[Material for the task — start]

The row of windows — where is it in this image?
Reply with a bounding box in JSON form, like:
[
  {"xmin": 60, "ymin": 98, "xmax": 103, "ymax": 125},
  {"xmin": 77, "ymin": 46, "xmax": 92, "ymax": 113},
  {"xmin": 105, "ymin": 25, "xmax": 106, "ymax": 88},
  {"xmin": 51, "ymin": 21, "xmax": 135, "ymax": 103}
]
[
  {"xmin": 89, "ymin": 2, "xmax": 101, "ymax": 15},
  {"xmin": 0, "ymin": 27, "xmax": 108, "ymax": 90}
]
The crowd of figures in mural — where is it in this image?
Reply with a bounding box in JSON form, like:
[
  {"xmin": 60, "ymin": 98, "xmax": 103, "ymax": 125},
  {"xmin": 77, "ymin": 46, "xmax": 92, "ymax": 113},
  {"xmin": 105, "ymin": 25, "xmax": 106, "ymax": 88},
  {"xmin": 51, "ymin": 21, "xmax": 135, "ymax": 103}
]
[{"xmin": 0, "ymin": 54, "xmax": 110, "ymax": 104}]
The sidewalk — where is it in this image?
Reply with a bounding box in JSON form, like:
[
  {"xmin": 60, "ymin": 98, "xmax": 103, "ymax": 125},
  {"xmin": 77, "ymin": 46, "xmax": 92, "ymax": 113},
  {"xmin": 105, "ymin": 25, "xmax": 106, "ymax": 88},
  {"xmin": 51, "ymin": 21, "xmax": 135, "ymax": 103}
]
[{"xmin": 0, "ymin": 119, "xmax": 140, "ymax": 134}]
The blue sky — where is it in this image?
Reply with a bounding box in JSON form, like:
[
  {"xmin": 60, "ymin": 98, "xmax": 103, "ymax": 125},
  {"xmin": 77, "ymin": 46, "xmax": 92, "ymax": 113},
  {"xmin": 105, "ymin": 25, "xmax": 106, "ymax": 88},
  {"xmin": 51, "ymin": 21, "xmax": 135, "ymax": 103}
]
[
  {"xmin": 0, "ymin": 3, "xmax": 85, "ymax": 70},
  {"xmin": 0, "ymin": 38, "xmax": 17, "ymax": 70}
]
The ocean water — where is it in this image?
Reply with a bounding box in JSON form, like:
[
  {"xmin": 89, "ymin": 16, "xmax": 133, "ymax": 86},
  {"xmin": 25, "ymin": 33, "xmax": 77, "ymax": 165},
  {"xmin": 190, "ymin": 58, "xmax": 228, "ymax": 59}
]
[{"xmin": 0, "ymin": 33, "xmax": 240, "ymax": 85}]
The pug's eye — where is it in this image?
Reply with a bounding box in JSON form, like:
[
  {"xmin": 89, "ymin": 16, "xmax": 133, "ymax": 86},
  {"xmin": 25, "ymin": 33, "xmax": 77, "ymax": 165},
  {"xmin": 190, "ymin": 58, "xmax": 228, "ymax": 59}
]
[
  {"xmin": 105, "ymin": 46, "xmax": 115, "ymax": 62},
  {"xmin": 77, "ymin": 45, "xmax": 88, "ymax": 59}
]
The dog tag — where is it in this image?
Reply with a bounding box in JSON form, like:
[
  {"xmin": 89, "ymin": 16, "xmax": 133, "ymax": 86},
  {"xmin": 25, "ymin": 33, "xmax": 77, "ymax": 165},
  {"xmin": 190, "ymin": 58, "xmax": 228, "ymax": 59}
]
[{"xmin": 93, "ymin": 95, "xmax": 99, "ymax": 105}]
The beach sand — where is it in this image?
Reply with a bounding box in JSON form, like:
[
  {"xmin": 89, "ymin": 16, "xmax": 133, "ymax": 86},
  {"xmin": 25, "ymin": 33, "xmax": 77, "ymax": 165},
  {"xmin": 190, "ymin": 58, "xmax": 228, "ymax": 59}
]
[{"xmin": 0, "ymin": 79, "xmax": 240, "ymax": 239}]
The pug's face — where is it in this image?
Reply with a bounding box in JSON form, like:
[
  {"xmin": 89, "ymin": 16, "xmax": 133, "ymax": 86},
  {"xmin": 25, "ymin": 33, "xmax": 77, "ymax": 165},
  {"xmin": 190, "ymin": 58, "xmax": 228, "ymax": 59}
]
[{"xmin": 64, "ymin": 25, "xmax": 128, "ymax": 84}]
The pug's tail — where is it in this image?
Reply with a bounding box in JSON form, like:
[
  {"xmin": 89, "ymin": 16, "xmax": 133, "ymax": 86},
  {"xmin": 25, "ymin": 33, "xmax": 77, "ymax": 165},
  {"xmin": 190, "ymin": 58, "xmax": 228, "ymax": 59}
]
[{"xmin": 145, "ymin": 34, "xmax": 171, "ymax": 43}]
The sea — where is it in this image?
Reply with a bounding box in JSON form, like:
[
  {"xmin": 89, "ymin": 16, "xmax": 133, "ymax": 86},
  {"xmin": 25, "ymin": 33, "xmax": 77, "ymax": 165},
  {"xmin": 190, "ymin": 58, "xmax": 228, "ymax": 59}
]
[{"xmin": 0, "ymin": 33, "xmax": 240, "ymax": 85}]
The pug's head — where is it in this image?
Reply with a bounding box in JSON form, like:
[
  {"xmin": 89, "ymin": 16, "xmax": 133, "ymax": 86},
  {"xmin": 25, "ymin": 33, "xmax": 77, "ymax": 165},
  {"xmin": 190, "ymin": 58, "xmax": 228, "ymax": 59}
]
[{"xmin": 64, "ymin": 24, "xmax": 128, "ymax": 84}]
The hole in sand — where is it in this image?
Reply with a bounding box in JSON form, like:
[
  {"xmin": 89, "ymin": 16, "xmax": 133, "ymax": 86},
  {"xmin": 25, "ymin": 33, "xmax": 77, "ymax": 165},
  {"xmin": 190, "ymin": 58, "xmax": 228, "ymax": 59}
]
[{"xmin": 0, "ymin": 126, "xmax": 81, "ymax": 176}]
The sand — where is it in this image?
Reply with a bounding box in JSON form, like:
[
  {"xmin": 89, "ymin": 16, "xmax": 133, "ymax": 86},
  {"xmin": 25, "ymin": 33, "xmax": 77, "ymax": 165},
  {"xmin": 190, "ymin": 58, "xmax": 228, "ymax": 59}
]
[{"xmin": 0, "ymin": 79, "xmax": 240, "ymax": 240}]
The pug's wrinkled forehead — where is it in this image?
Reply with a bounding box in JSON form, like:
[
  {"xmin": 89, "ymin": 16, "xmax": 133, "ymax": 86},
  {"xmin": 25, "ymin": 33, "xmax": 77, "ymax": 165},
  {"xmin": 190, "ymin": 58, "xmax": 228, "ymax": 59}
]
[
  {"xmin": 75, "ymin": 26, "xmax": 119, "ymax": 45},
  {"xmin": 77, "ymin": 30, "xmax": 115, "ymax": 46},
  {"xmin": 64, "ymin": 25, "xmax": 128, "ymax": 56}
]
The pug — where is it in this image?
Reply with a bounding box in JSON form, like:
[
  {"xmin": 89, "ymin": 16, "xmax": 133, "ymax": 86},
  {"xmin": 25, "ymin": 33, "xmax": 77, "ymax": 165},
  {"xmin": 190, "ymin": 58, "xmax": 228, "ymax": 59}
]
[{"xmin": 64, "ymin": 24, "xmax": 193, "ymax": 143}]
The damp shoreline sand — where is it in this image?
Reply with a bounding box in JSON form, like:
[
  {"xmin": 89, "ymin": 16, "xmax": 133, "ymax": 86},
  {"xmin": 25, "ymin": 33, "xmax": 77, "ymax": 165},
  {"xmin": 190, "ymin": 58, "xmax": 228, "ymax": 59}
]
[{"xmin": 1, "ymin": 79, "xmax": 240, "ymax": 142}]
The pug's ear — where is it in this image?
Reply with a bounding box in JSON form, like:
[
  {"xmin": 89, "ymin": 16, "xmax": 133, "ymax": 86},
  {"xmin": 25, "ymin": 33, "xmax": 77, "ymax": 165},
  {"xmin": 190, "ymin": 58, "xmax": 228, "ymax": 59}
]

[Material for the task — finish]

> _Task directions_
Return every line of the preceding records in which the word "sand" appears.

> _Answer area_
The beach sand — where is it in this image?
The hole in sand — where is it in this image?
The sand — where is it in this image?
The damp shoreline sand — where is it in this image?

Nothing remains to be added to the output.